___ PAGE TEXT
Impedance mismatch and native queries
Recently there are some proposals known as native queries [CoRo06] that support some kind of queries within typical programming languages such as Java (db4o) and Comega [Comega07]). This mechanism is advocated as 100% typesafe, 100% compile-time checked and 100% refactorable. Unfortunately, such an approach introduces limitations to queries, in particular:
· Queries dressed in the syntax of a programming language are much less legible even in comparison to SQL (which in our opinion is not much legible too). There is a lot of information noise from the point of view of direct expressing of a query goal.
· The expressive power of queries is far below the acceptable power, for instance, in native queries there are no joins, grouping, aggregate functions, sorting, quantifiers, set operators, etc. Actually, such queries cover only simple selections.
· It is impossible to formulate ad hoc queries, because of early binding.
· It is impossible to have server-side persistent abstractions based on queries, such as database views, stored procedures, triggers, etc.
· The problem with native queries concerns performance for very large collections of objects. In [CoRo06] the problem is recognized (and claimed to be solved through changes to a compiler), but the solution seems to be not enough flexible. Native queries are very simple, more complex tasks must be accomplished by a sequence of several queries, instead of just one. Because such a sequence is mixed up with the regular code, generating finally a single composed query is practically impossible. This much reduces opportunities for optimization. In particular, essentially no optimization by rewriting rules is possible.
· Query optimization is not directly supported by native queries – they rely on SQL optimizers. To utilize an SQL optimizer the mapping between objects and relations cannot be too complex; otherwise the developers have to solve non-trivial research problems, similar to the view updating problem that is commonly recognized in the database domain as very difficult. This limitation can much warp the initial conceptual object data model. In majority of cases this leads to almost trivial mappings between Java or C# objects and relational tables. Then, mapping between native queries and SQL is equally trivial. In effect, native queries still work on the relational data model. In this way the object model becomes a “slave” of the relational model. Although relational tuples are wrapped as “objects”, this is far from true object-orientedness.
The idea of native queries can work for some kinds of applications, but not for real very large databases. The LINQ project has a better position, because it assumes extensions of the C# syntax. This approach can be perceived as a reverse approach in comparison to SBQL: LINQ extends the syntax and semantics of a programming language in direction of query languages, while SBQL attempts to extend a query language in the direction of a programming language.
Java and C# were developed without database programming in mind. Extensions to these languages in this direction are of course possible (as proponents of JDO, Hibernate, native queries, etc. have shown), but with a lot of limitations and awkward solutions. Only integrated database query and programming language, developed with taking into account all database peculiarities, is able to fulfill all critical requirements to such software manufacturing environments. Native queries present too little (if any) progress in this direction.
______
___ EXCERPTED DATA
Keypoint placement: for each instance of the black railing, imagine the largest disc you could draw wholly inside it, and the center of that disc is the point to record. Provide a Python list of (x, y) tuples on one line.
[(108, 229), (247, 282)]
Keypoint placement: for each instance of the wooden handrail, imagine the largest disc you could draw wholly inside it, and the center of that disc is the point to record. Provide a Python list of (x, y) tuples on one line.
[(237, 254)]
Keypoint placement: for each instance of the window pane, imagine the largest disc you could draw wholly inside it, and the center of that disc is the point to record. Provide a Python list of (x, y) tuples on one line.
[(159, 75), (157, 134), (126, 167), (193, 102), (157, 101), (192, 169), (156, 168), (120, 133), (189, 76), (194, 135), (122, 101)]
______
**TASK SET:**
(1) In the text on native queries, which project does it say has a better position because it extends the syntax of C#?
(2) List every query feature that the text on native queries says native queries lack.
(3) From the text on native queries, pull out the passage between "The idea of" and "a programming language.", inclusive.

**ANSWERS IN ORDER:**
(1) The LINQ project.

(2) joins, grouping, aggregate functions, sorting, quantifiers, set operators

(3)
The idea of native queries can work for some kinds of applications, but not for real very large databases. The LINQ project has a better position, because it assumes extensions of the C# syntax. This approach can be perceived as a reverse approach in comparison to SBQL: LINQ extends the syntax and semantics of a programming language in direction of query languages, while SBQL attempts to extend a query language in the direction of a programming language.